Copy word for word the rows starting with the one that contains "Objective — one pin per instance of the gravel" and going on through the end of the rows.

↓

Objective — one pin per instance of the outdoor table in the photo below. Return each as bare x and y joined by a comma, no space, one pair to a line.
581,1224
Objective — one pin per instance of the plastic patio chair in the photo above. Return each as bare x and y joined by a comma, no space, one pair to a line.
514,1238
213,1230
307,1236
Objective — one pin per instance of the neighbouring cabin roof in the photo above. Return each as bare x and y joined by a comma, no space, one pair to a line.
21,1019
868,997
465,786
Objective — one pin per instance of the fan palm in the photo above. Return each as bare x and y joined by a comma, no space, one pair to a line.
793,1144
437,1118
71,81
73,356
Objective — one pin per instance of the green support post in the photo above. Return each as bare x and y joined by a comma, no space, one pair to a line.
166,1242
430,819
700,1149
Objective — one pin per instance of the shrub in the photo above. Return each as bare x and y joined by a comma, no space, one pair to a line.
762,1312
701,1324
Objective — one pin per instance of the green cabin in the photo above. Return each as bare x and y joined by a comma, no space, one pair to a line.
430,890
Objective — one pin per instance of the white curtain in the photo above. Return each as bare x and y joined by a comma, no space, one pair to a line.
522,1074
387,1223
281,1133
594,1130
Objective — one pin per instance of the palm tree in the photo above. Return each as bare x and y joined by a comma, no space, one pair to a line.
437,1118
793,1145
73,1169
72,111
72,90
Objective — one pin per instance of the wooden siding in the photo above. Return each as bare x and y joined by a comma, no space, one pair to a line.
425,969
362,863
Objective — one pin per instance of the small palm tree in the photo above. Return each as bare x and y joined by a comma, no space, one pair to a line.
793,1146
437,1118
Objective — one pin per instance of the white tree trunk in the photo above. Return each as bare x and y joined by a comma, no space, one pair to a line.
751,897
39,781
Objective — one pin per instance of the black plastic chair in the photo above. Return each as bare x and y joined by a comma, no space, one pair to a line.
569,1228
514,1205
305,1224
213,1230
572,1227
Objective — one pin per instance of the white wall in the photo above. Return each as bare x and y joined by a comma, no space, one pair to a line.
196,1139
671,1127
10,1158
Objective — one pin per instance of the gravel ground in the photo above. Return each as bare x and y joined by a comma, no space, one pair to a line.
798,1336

↑

EXERCISE SOLUTION |
Objective — one pin per instance of the gravel ground in the photo above. Return each as bare x and y joined by a comma, no space, one pair to a line.
798,1336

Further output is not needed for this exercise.